Point localization data:
..............................
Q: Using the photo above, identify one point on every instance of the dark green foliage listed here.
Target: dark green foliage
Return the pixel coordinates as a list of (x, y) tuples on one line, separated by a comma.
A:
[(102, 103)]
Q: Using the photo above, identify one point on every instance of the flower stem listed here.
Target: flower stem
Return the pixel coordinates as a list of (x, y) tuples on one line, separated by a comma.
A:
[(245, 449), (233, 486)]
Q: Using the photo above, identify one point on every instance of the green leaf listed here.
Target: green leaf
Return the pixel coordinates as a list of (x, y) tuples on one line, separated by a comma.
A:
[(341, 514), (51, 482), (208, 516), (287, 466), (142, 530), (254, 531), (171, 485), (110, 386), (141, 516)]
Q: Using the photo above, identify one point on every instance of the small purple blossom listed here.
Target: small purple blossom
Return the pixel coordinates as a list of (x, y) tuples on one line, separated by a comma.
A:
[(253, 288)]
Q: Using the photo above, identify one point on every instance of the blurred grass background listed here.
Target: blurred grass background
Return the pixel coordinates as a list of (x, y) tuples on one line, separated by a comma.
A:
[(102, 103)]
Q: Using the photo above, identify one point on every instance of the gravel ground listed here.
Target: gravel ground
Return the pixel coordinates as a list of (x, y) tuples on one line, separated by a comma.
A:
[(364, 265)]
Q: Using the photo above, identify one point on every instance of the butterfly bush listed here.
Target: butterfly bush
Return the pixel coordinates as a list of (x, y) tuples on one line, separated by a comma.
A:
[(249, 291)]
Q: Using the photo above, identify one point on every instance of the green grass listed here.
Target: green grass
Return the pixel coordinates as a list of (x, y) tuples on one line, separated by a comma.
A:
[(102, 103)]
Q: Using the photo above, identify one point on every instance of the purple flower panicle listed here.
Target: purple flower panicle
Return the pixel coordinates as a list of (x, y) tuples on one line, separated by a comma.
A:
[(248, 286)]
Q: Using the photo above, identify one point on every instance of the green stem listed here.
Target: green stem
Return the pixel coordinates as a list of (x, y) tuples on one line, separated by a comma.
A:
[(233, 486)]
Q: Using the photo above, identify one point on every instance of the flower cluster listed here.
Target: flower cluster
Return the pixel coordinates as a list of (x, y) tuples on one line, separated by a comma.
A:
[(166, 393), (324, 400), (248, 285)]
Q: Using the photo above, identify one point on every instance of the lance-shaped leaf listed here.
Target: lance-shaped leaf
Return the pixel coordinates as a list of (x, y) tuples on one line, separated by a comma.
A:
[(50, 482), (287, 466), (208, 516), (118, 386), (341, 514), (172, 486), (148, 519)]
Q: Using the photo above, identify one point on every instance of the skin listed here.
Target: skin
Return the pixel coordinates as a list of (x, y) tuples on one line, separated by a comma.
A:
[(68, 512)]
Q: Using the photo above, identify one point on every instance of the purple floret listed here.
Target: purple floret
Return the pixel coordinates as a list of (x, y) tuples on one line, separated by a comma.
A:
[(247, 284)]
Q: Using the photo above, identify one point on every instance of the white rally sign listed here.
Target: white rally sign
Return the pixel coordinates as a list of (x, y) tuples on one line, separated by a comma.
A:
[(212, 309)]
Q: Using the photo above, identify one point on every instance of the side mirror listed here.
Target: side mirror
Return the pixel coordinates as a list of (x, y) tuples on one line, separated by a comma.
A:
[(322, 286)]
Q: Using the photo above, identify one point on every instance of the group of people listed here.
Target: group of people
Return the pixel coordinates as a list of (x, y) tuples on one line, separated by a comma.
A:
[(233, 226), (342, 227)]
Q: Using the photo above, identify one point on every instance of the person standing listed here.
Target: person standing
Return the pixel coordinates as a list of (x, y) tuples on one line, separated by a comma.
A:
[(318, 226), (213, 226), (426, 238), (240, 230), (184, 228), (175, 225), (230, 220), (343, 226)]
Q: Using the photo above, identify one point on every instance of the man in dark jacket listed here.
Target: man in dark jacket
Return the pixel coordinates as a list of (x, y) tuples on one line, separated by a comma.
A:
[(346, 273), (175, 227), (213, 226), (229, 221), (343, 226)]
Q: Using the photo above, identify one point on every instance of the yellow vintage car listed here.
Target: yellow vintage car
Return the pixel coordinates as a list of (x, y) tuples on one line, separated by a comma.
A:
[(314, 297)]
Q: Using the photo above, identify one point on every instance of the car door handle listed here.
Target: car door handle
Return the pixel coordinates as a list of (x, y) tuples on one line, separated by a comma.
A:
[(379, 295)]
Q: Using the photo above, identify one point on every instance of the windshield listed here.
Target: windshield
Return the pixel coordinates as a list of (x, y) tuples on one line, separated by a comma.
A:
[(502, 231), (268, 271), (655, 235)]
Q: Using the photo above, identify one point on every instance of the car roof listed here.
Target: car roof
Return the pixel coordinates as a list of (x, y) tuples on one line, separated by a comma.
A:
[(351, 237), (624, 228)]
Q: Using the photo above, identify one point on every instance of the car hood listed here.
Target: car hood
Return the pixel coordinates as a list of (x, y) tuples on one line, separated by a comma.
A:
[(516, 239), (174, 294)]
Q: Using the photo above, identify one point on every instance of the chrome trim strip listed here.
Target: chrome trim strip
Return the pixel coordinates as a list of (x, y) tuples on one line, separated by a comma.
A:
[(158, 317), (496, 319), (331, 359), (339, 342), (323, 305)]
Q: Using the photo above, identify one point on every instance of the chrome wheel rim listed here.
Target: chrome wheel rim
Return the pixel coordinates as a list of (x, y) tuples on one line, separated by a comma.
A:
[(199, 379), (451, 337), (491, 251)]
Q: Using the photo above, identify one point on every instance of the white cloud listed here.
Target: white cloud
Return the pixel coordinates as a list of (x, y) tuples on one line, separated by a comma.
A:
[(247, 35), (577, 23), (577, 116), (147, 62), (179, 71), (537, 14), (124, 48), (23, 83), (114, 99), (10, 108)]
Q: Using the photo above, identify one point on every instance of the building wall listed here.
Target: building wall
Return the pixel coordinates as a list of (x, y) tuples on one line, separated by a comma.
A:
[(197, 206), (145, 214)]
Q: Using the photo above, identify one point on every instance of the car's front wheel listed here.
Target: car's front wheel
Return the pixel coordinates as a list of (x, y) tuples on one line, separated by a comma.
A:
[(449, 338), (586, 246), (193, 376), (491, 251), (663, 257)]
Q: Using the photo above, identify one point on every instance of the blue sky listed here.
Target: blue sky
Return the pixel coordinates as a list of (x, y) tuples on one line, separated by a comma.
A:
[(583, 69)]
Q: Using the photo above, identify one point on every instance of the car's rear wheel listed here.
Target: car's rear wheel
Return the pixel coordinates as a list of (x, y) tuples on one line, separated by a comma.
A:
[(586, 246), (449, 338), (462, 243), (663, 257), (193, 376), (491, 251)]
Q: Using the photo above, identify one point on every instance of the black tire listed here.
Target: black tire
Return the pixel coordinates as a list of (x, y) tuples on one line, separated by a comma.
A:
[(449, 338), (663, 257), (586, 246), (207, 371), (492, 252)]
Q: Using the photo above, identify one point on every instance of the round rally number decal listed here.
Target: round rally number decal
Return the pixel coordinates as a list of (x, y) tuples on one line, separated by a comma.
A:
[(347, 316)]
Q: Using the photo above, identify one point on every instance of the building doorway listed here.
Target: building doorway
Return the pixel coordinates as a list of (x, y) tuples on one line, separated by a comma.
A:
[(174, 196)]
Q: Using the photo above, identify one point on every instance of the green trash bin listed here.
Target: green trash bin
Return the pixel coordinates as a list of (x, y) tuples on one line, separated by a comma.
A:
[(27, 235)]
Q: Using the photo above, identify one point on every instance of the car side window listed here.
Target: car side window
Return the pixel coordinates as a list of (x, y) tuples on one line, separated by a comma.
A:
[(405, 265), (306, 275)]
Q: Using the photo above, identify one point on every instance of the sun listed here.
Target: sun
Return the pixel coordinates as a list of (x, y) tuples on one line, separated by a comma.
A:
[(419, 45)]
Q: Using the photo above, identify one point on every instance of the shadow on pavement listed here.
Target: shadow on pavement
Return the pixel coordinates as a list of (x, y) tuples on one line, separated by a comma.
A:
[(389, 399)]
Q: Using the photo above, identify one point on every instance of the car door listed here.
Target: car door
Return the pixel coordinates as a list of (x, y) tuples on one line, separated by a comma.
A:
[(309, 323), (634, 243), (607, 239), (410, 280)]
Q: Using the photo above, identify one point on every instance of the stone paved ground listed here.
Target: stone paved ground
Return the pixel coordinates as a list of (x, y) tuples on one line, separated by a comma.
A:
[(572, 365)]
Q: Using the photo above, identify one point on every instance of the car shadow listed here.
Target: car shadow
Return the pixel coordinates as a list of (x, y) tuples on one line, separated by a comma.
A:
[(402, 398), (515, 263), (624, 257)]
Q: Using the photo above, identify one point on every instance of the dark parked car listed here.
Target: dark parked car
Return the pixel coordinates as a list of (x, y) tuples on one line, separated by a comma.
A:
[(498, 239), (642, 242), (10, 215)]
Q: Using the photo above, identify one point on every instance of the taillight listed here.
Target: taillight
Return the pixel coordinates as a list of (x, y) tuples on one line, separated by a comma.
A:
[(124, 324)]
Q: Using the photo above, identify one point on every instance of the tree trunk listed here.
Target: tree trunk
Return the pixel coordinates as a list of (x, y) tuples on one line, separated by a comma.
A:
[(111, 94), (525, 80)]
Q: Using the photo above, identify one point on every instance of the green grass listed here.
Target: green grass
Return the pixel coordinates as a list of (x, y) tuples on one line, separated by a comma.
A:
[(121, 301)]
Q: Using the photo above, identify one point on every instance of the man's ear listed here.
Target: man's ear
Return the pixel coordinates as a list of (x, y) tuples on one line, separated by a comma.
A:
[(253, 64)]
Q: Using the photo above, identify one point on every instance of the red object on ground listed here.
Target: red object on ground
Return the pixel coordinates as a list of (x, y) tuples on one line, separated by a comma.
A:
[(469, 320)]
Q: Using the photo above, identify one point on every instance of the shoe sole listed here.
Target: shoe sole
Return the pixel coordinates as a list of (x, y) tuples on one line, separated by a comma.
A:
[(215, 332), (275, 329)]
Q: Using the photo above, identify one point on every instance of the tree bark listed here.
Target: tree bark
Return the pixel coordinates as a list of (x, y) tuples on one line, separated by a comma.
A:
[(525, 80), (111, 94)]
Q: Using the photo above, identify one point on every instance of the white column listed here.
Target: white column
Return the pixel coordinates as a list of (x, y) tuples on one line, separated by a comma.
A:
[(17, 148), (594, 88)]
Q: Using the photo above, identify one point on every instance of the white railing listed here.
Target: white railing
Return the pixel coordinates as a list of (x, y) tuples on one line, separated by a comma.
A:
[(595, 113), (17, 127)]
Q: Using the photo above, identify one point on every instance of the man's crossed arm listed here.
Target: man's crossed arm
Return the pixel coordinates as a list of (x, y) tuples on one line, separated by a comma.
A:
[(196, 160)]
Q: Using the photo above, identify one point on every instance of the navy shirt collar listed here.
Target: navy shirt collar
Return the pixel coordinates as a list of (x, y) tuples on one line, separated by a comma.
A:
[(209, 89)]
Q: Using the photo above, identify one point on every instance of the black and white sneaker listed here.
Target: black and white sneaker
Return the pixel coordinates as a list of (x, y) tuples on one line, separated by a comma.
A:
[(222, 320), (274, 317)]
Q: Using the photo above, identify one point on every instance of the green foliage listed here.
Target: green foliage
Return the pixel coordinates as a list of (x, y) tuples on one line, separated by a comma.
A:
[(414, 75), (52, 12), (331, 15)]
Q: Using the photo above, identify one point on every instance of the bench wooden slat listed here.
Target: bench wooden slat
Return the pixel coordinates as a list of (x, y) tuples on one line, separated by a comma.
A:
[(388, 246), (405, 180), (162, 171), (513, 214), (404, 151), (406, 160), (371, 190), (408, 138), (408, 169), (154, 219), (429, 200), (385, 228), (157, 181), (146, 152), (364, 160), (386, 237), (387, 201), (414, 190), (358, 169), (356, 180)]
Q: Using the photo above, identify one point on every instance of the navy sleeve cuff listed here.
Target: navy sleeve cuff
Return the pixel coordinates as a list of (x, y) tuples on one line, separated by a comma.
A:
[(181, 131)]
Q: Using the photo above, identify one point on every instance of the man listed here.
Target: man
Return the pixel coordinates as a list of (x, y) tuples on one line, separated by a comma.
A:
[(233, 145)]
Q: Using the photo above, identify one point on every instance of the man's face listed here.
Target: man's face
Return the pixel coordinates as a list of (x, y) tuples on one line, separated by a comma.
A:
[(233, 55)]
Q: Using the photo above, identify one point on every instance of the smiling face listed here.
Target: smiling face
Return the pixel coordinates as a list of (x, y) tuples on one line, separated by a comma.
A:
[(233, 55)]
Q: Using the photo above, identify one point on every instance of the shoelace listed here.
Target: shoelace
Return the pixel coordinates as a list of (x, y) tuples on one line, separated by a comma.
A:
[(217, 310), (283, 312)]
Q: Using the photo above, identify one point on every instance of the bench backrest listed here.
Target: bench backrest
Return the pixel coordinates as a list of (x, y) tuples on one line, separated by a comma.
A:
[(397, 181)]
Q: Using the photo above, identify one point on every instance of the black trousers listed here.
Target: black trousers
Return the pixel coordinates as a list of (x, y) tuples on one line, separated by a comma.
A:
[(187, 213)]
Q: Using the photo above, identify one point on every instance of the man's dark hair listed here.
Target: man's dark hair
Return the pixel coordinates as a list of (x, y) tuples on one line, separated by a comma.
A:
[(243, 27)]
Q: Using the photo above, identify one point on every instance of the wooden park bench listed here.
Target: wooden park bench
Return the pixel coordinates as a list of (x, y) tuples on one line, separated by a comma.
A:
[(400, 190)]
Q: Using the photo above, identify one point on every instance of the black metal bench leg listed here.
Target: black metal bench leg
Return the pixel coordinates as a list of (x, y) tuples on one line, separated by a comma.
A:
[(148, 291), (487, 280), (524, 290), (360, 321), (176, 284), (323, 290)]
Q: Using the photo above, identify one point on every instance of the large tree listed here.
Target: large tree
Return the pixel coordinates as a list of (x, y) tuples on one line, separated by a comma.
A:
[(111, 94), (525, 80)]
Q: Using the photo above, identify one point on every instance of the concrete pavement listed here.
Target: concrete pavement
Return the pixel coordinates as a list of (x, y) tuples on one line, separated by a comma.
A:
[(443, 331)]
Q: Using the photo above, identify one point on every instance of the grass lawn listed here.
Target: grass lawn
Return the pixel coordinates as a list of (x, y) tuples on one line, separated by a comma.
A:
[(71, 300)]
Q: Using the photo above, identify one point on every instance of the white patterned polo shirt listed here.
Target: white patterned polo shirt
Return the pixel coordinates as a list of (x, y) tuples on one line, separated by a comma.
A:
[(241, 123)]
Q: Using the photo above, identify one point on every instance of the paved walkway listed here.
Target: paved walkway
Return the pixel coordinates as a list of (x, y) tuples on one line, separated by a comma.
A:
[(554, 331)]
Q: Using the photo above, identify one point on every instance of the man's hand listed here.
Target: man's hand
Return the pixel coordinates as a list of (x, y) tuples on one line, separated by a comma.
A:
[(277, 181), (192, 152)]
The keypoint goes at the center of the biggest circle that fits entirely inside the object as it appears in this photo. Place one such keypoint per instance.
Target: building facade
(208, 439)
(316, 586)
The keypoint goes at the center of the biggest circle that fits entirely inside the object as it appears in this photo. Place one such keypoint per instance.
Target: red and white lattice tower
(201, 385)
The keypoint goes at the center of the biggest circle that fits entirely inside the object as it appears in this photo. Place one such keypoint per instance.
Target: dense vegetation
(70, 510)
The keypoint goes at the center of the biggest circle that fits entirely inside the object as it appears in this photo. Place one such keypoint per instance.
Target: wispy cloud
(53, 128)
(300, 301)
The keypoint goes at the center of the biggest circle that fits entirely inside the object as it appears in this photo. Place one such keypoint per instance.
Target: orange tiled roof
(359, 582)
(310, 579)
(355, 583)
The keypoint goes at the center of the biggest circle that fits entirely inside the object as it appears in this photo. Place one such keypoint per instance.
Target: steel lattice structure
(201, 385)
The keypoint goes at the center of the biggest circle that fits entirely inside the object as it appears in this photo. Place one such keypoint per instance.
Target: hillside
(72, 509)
..............................
• INSTRUCTIONS TO FOLLOW
Tell how many lines of the records above hold the string "trousers". Give no other text.

• FINISHED TASK
2